Exercise aim:
Locate every line in the listing that contains the string "each", where uppercase and lowercase count as different, and copy those lines in full.
*** Excerpted data
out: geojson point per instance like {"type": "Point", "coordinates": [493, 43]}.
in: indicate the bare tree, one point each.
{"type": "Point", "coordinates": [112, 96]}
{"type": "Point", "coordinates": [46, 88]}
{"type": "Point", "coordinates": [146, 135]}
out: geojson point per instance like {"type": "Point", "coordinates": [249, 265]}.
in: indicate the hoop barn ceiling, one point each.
******
*** Excerpted data
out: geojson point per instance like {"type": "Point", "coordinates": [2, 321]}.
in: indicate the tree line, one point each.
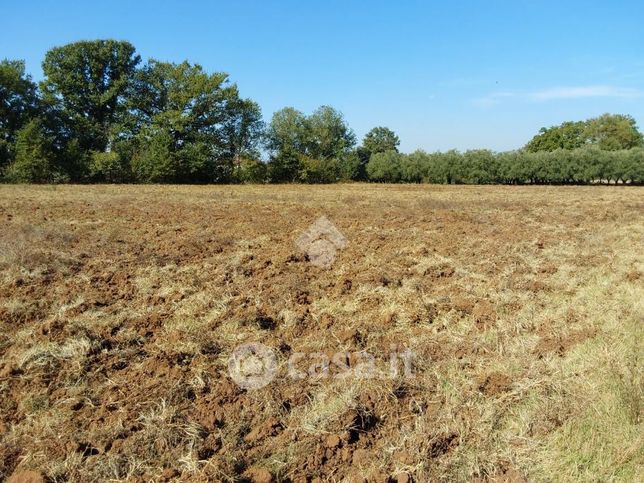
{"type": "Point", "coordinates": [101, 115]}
******
Response to this task:
in: indicate the bare tree, one point each.
in: indicate the hoop barn ceiling, one point each.
in: indicate the tree line, one point each.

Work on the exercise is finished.